* To be done *
Reproduce everything from "This report analyzes" down to "configuration tuning guidance." in the report on DAG topology and refresh performance below.

* Text to read *
# DAG Topology & Refresh Propagation Performance

> **Status:** Analysis  
> **Date:** 2026-03-24  
> **Related:** [ARCHITECTURE.md](../../docs/ARCHITECTURE.md) ·
> [CONFIGURATION.md](../../docs/CONFIGURATION.md) ·
> [REPORT_PARALLELIZATION.md](REPORT_PARALLELIZATION.md) ·
> [STATUS_PERFORMANCE.md](STATUS_PERFORMANCE.md)

---

## 1. Overview

This report analyzes how DAG topology affects end-to-end change propagation
latency in pg_trickle — the time from a row being written to the most upstream
source table until it is visible in the most downstream stream table. The
analysis covers three refresh modes (sequential CALCULATED, scheduled, and
parallel), five representative topologies, and configuration tuning guidance.

### Key Variables

| Symbol | Meaning | Default |
|--------|---------|---------|
| $N$ | Total number of stream tables | — |
| $D$ | DAG depth (longest path from source to leaf) | — |
| $W$ | Maximum DAG width (STs at the widest level) | — |
| $T_r$ | Per-ST refresh wall-clock time | 5–200 ms |
| $I_s$ | Scheduler interval (`scheduler_interval_ms`) | 1000 ms |
| $I_p$ | Parallel poll interval (when workers in-flight) | 200 ms |
| $C$ | `max_concurrent_refreshes` (per-DB) | 4 |
| $C_g$ | `max_dynamic_refresh_workers` (cluster-wide) | 4 |

---

## 2. Refresh Modes

### 2.1 Sequential CALCULATED (no explicit schedule)

When stream tables have no explicit `SCHEDULE`, the scheduler uses upstream
change detection as the refresh trigger. The topological iteration order
guarantees upstream STs are refreshed before downstream STs **within the same
tick**. A key property of the implementation:

> *"CALCULATED STs: refresh whenever upstream sources have pending changes. The
> topological iteration order guarantees upstream STs are refreshed first within
> a tick, so their change buffers are already populated by the time we check
> here."*  
> — `src/scheduler.rs`, `check_schedule()`

After refreshing ST₁, the scheduler updates `data_timestamp` via SPI. When
ST₂ is evaluated next (same tick, same transaction),
`has_stream_table_source_changes()` compares `data_timestamp` values and sees
the write from earlier in the same transaction. The change cascades through
the **entire DAG in a single tick**, regardless of depth.

* Dataset content *
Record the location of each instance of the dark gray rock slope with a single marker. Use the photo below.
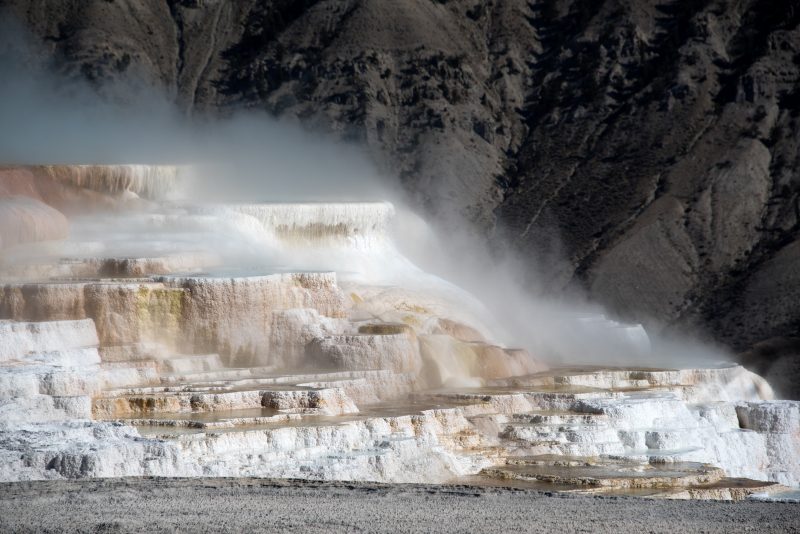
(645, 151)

* * *

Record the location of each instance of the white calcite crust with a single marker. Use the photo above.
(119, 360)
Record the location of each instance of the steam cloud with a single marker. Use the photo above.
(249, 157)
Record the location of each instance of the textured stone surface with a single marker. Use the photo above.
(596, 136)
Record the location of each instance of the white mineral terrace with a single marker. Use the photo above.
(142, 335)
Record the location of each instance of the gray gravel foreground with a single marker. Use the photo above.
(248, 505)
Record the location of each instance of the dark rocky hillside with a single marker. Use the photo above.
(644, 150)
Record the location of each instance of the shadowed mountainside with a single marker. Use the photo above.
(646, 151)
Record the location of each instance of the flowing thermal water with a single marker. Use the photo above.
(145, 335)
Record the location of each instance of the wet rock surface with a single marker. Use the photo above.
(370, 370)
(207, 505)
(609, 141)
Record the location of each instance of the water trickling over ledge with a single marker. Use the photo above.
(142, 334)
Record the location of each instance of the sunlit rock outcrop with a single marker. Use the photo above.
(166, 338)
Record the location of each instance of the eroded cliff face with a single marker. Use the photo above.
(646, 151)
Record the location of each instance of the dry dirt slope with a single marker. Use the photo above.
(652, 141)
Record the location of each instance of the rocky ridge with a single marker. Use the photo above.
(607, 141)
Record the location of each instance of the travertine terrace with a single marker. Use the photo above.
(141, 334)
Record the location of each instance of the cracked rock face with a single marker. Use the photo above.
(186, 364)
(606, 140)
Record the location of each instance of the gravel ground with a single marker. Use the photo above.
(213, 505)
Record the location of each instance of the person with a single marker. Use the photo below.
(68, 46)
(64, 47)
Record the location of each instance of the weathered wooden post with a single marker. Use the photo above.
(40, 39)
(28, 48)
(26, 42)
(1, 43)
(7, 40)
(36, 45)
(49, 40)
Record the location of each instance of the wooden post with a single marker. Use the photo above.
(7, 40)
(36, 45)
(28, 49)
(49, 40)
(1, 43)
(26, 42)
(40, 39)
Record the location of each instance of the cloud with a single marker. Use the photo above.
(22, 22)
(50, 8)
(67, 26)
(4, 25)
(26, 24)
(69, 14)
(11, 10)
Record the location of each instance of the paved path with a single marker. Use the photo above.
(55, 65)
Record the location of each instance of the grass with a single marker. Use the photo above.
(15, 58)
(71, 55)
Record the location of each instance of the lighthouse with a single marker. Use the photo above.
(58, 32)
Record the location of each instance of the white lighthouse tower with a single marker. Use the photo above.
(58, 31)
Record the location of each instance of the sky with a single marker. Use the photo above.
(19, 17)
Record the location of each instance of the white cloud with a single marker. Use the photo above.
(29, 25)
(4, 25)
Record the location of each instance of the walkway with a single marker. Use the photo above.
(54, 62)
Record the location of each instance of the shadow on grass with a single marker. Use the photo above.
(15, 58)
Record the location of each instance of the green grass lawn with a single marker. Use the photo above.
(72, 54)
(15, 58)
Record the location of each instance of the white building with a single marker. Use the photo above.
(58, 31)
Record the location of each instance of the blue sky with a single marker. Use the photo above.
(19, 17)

* Answer to the task *
This report analyzes how DAG topology affects end-to-end change propagation
latency in pg_trickle — the time from a row being written to the most upstream
source table until it is visible in the most downstream stream table. The
analysis covers three refresh modes (sequential CALCULATED, scheduled, and
parallel), five representative topologies, and configuration tuning guidance.